Document excerpt

The district court also stated its reasons for rejecting Wright’s “nonfrivolous
arguments in favor of termination.” See Emmett, 749 F.3d at 821 (cleaned up).
The district court acknowledged Wright’s impressive rehabilitative efforts and
progress to date, but found that Wright had completed treatment too recently to
warrant terminating his sentence. Similarly, the court found that “the people
[Wright] work[s] with, [his] family members, all have glowing things to say about
[him], but that is not unusual in these types of cases.” Thus, the district court
addressed Wright’s key arguments in favor of termination, provided its reasons for
denying the termination motion, and left open the possibility of termination at a
later date.
2. Nor did the district court abuse its discretion by modifying the terms
of Wright’s supervised release. A district court “may modify, reduce, or enlarge
the conditions of supervised release, at any time prior to the expiration or
termination of the term of supervised release,” after considering the same
§ 3553(a) statutory factors that the court considers for termination decisions. 18
U.S.C. § 3583(e)(2). Wright challenges three of his supervised release conditions:
his drug testing condition, treatment condition, and polygraph condition.

Tasks and exercises
**a.** Transcribe the portion of the court opinion excerpt that opens with the words containing "The district court also" and closes with "later date.".
**b.** According to the court opinion excerpt, which three supervised release conditions does Wright challenge?
Rely solely on the court opinion excerpt above.

Recorded data
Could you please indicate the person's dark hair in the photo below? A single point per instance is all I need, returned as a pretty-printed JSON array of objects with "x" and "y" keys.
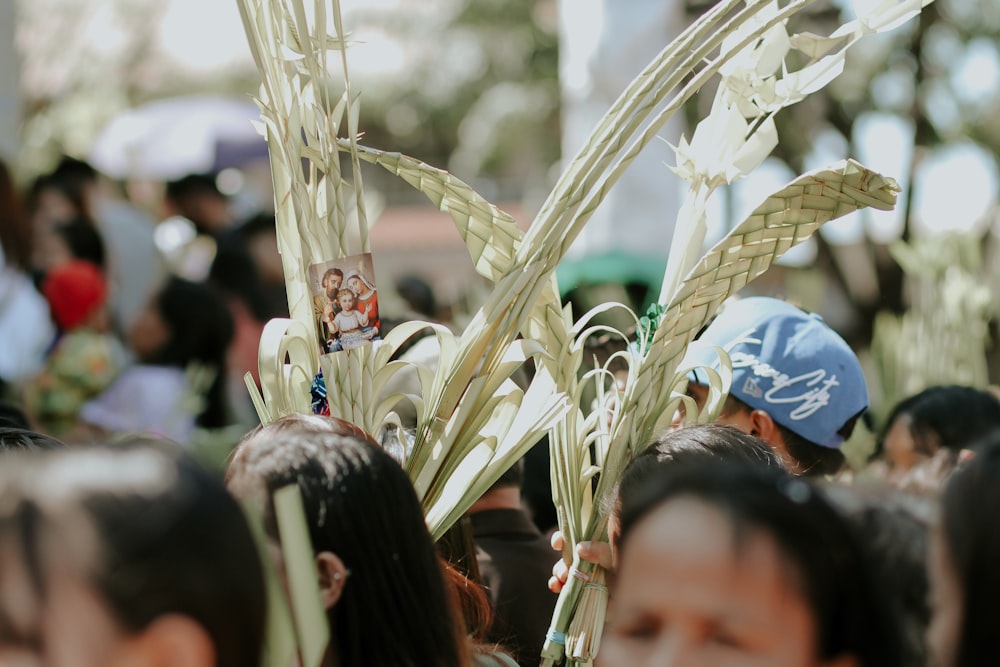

Final results
**a.**
The district court also stated its reasons for rejecting Wright’s “nonfrivolous
arguments in favor of termination.” See Emmett, 749 F.3d at 821 (cleaned up).
The district court acknowledged Wright’s impressive rehabilitative efforts and
progress to date, but found that Wright had completed treatment too recently to
warrant terminating his sentence. Similarly, the court found that “the people
[Wright] work[s] with, [his] family members, all have glowing things to say about
[him], but that is not unusual in these types of cases.” Thus, the district court
addressed Wright’s key arguments in favor of termination, provided its reasons for
denying the termination motion, and left open the possibility of termination at a
later date.

**b.** His drug testing condition, treatment condition, and polygraph condition.